** Begin **
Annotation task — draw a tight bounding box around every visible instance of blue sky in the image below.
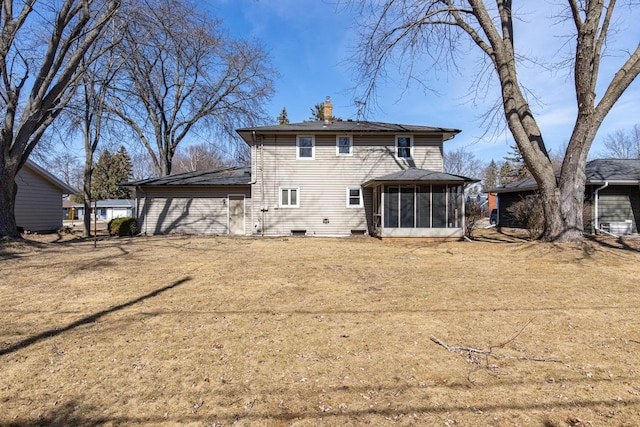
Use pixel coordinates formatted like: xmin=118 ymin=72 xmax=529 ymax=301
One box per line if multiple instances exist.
xmin=206 ymin=0 xmax=640 ymax=161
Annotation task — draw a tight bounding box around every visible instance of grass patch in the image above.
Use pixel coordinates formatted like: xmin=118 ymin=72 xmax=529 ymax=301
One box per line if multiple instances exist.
** End **
Objective ▸ Copy the entries above word for word, leaving out the pictures.

The output ▸
Annotation task — draw a tight bounding box around every visible instance of blue sky in the image below.
Use pixel coordinates formatted like: xmin=118 ymin=72 xmax=529 ymax=301
One box per line if multiple instances exist.
xmin=206 ymin=0 xmax=640 ymax=161
Annotation task — draw a tight bounding box around every visible instance of grass patch in the image above.
Use pixel coordinates formatted like: xmin=118 ymin=72 xmax=529 ymax=301
One box per line if multiple instances exist.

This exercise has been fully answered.